**WHAT NEEDS TO BE DONE**
The expected answer is a verbatim transcription of the lines below, beginning with the first and ending with the line that holds "subject: shrub", without pictures.

── DATA EXTRACT ──

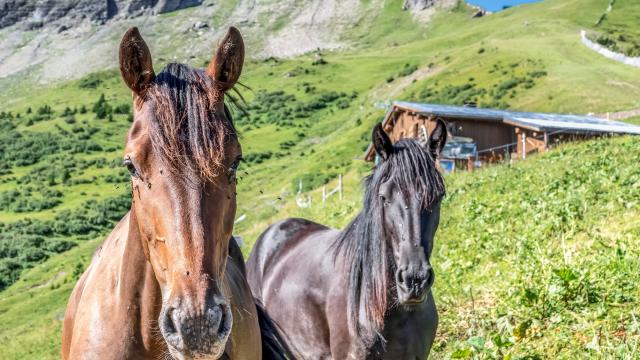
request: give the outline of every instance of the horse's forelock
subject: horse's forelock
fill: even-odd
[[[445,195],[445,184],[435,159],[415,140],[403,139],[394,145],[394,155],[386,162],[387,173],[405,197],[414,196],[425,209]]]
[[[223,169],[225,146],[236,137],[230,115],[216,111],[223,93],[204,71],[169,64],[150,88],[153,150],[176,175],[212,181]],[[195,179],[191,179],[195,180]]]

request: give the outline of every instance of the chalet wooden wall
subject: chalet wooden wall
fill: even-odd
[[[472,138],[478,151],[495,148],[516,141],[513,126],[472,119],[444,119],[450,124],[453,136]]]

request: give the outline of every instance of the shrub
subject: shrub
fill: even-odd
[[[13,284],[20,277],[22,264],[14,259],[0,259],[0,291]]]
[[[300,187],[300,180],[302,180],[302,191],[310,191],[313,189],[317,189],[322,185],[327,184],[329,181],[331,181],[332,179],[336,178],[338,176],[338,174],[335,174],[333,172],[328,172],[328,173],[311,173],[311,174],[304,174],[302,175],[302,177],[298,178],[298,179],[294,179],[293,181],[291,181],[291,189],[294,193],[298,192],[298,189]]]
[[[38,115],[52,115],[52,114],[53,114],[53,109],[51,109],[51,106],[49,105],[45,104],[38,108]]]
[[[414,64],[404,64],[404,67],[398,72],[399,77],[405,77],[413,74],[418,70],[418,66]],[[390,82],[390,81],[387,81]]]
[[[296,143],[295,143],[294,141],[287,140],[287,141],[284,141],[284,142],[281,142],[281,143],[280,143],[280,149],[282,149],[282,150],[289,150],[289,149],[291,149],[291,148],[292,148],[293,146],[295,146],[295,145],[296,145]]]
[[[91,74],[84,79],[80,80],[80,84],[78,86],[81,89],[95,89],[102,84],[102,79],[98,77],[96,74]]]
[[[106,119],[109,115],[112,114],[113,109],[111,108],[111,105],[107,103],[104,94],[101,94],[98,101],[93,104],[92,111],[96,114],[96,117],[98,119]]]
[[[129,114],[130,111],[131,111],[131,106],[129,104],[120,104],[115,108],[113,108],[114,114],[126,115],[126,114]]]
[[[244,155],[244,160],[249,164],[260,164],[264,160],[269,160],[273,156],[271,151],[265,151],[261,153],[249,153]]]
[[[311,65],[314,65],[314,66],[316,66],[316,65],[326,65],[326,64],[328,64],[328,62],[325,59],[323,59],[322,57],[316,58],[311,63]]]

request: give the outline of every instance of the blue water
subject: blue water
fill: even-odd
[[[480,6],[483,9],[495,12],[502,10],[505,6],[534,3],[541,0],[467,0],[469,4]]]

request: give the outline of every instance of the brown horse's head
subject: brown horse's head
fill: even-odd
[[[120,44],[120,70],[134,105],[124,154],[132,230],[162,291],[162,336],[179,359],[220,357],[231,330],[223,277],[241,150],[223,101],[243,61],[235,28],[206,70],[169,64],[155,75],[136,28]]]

───

**SOLVED EXERCISE**
request: give the outline of every instance of the horse's forelock
subject: horse's forelock
fill: even-odd
[[[445,195],[445,184],[435,159],[415,140],[403,139],[394,145],[394,155],[386,162],[387,173],[405,197],[414,196],[425,209]]]
[[[223,169],[225,146],[236,137],[230,115],[216,111],[223,93],[204,71],[169,64],[150,88],[153,150],[176,175],[212,181]],[[195,179],[191,179],[195,180]]]

request: give the outline of every instance of the chalet wooden wall
subject: chalet wooden wall
fill: even-odd
[[[472,138],[478,151],[495,148],[516,141],[513,126],[472,119],[444,119],[450,124],[453,136]]]

request: give the outline of every instance of the shrub
subject: shrub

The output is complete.